— TASKS TO PERFORM —
• A. Answer these questions about the wine label thread:
(i) Which Avery label number did Boatboy24 use, and what size is it?
(ii) What did Boatboy24 use in place of the 3 lbs of frozen berry blend?
(iii) What two tools did OldCanalBrewing use when making labels?
• B. Duplicate everything in the listing below from the line containing "the white foam" down to the line containing "[[636, 274], [451, 309], [555, 225]]", both included.

— TEXT EXTRACT —
# Humble beginnings



## Boatboy24 (May 14, 2012)

Got my triple berry foiled and labeled tonight. I used Avery labels and the Avery template for them within Microsoft Word. But there was some blank space on either the top or bottom of many of the labels. Not sure what was causing it, as it looked fine on screen. Definitely need to work on the labels, but these will do just fine for my first batch.


----------



## Runningwolf (May 14, 2012)

Beautiful blush wine and so nice and clear. Labels look great on the bottles.


----------



## Julie (May 15, 2012)

Wine looks great and so does the labels.


----------



## winemaker_3352 (May 15, 2012)

Wine and labels look great!! Good job...


----------



## shoebiedoo (May 16, 2012)

that's all I have to say


----------



## harleydmn (May 16, 2012)

Good Job!!!!


----------



## jswordy (May 16, 2012)

I'd say that turned out well! Look delish!


----------



## DirtyDawg10 (May 16, 2012)

Looking good!


----------



## roadpupp (May 16, 2012)

Which Avery Label is that? 

I looked up one that another thread mentioned and it looked small. I like this one a lot.


----------



## OldCanalBrewing (May 16, 2012)

I get those white areas too. I used both Publisher and the online Avery label maker, still get those spaces. I dont know how to "resize" the label measurement in properties to get rid of this. if anyone has answers, please help. 
Thanks!


----------



## Boatboy24 (May 16, 2012)

Thanks for the kind comments, everyone. 

Roadpup: those are the 8164 labels. 4" x 3.33"

Jim


----------



## dangerdave (May 17, 2012)

Boatboy! How does it taste?! What recipe did you use? ...


----------



## Boatboy24 (May 17, 2012)

dangerdave said:


> Boatboy! How does it taste?! What recipe did you use? ...



I used your Easy Peasy recipe - cut in half (roughly) for 3 gallons. Instead of 3lbs of frozen berry blend, I used 10 oz each of blueberries, raspberries and blackberries. The half recipe would have called for 1 bottle of RealLemon. I used 3/4 of the bottle for a slightly reduced acidity. 

It's good. Right now, very lemony/acidic up front. That goes away quickly and finishes with berries and sweetness. I'm looking forward to trying it again at the two week mark to see if it integrates at all (that'll be next weekend). I think I'll start another batch soon. This one probably won't last the summer, as I like it, and I have several people interested in it. So I'm sure I'll be giving at least a few bottles away.


----------



## dangerdave (May 17, 2012)

Glad to hear it turned out good. Make more, you will soon run out. After consultation with my wife (my source of inspiration!), I changed the name and label for my triple-berry-lemon...in the "less-is-more" catagory.


----------

— Extracted data entries —
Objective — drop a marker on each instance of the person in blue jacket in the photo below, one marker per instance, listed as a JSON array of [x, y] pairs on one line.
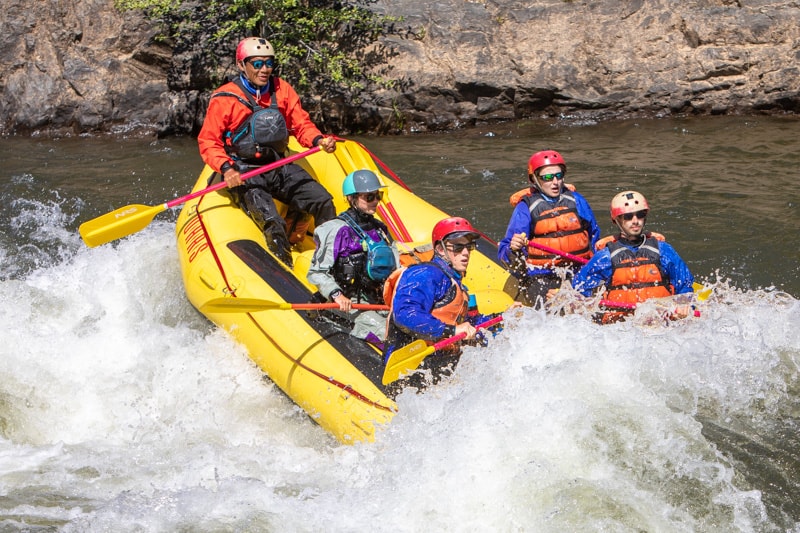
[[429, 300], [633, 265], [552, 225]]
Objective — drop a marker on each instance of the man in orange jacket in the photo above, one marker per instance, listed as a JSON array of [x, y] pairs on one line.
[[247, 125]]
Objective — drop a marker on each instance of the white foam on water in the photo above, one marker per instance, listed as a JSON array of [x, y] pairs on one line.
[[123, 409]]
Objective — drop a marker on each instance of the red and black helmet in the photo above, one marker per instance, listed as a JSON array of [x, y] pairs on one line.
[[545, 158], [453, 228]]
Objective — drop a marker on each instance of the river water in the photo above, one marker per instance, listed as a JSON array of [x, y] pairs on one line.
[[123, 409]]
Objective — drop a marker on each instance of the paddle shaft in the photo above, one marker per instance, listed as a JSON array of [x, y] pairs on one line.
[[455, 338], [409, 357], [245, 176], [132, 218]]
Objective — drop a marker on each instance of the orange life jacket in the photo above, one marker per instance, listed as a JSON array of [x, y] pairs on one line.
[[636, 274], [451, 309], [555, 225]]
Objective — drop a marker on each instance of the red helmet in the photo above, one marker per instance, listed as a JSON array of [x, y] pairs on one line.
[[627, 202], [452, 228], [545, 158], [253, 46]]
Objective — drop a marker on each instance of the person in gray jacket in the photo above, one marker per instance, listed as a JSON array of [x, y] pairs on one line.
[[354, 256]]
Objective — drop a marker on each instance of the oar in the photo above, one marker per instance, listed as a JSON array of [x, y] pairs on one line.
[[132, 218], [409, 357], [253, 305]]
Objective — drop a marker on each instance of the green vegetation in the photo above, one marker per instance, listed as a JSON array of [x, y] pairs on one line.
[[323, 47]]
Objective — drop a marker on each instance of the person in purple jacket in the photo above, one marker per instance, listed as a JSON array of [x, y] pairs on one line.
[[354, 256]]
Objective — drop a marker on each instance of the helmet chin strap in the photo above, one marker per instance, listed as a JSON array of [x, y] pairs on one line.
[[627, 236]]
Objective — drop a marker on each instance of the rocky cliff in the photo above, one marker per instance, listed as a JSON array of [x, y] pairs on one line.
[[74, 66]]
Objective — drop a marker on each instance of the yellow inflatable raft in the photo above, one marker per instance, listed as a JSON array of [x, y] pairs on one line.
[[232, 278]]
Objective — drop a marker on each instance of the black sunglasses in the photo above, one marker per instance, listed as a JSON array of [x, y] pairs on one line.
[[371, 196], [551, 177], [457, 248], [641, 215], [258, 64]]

...

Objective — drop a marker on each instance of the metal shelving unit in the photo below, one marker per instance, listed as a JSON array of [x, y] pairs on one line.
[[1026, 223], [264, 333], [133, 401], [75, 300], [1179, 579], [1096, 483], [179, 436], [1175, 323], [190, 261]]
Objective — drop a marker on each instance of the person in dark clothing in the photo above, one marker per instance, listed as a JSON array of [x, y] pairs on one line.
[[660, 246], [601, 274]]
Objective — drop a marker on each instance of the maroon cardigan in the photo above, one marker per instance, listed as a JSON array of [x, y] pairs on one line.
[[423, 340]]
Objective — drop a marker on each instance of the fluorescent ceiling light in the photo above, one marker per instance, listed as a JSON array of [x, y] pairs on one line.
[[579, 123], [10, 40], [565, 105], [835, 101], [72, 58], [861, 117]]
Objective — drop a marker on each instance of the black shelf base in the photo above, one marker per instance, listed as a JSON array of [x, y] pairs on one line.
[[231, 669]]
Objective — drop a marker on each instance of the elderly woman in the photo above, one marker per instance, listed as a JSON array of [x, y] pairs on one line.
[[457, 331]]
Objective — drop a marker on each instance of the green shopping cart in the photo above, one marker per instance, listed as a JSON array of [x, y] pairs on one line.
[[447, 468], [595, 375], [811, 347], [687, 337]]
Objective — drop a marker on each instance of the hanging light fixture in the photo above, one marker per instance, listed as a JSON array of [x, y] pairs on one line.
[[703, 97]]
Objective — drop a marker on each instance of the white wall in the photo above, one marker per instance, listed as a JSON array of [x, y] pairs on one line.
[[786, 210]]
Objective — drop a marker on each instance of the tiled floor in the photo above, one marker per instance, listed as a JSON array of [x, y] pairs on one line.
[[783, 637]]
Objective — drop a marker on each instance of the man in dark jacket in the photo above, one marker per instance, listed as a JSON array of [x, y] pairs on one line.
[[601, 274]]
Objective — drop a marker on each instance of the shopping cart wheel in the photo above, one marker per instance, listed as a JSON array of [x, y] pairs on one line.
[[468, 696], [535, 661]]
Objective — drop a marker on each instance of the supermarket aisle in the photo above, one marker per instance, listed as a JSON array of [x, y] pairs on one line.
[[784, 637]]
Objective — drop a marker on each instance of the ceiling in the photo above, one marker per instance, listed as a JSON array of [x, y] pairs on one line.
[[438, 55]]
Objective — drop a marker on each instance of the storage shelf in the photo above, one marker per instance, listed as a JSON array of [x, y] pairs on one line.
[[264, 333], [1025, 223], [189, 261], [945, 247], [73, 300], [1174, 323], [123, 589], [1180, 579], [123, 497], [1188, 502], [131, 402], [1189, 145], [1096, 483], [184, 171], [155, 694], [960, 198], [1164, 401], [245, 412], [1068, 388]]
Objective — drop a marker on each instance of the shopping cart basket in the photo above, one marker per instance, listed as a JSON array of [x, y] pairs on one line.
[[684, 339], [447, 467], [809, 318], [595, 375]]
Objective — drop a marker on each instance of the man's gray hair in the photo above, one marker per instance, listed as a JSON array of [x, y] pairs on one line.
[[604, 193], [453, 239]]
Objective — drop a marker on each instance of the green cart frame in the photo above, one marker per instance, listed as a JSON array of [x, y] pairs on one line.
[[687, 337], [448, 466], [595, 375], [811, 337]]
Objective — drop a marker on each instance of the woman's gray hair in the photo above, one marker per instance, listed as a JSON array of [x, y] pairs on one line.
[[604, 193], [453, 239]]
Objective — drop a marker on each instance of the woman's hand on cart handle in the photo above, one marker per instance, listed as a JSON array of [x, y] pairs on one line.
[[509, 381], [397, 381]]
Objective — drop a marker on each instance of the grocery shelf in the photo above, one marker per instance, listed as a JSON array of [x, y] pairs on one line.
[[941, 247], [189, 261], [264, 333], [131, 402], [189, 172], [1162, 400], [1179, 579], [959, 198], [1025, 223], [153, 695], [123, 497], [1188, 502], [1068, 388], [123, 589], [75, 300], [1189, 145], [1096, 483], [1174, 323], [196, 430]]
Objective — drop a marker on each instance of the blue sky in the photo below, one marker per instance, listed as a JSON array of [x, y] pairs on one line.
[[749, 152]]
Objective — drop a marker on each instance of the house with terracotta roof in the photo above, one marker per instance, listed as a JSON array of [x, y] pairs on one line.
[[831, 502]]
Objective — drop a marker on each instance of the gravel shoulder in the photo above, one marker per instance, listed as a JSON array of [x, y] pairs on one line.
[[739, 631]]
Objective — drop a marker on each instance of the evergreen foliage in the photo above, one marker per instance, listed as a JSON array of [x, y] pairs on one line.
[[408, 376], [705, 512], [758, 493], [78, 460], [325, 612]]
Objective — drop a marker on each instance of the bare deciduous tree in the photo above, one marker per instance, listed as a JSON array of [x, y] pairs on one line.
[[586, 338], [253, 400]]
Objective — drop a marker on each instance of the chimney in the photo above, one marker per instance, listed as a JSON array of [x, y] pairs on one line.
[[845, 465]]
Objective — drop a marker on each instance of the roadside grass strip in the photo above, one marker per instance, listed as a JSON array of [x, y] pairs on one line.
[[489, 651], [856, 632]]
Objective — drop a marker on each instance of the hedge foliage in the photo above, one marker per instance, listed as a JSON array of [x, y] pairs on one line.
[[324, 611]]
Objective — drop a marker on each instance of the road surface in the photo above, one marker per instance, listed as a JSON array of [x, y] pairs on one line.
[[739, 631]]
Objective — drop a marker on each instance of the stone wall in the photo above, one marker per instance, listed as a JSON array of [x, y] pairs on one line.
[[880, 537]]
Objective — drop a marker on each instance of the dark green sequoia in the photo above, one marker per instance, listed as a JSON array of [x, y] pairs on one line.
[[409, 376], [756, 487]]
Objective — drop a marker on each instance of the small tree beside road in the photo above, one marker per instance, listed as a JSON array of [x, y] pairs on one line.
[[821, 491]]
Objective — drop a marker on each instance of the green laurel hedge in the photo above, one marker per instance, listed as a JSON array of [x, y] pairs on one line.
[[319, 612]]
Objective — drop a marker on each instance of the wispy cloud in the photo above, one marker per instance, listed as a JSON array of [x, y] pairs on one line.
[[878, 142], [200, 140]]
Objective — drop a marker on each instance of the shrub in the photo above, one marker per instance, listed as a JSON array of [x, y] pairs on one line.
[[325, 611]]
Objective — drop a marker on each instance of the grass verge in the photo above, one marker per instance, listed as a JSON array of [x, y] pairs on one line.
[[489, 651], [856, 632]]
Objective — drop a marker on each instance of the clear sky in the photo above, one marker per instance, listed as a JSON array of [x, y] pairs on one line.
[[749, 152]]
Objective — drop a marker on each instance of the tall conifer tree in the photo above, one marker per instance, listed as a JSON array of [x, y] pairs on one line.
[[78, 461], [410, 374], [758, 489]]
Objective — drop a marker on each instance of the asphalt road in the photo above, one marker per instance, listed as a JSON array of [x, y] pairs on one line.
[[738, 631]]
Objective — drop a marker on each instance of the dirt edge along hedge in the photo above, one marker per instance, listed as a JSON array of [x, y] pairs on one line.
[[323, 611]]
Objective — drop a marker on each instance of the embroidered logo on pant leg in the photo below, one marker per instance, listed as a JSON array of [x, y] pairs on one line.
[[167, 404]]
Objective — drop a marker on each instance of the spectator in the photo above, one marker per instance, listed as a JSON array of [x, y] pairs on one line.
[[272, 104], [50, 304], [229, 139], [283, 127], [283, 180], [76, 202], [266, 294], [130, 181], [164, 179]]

— TASK-BY-TASK OUTPUTS —
• A.
(i) The 8164 labels, 4" x 3.33".
(ii) 10 oz each of blueberries, raspberries and blackberries.
(iii) Publisher and the online Avery label maker.

• B.
Objective — drop a marker on each instance of the white foam on water in the photo above, one marker per instance, listed as a JSON array of [x, y] pairs on one line.
[[123, 409]]
Objective — drop a marker on each instance of the red and black helmet in the photo above, one marker per instance, listed as a JSON array of [x, y] pairs on one line.
[[545, 158], [453, 228]]
Objective — drop a marker on each instance of the river water in the photo above, one marker per instance, listed as a JSON array of [x, y] pairs on one line.
[[123, 409]]
Objective — drop a marker on each instance of the paddle shaft in the photo above, one marker per instance, listed as a JSON array of [x, y] pairs on one line.
[[455, 338], [409, 357], [245, 176], [132, 218]]
Objective — drop a marker on each instance of the orange life jacket in the photo above, one marker per instance, listed as a JSON array of [x, y] pairs on one line.
[[636, 274], [451, 309], [555, 225]]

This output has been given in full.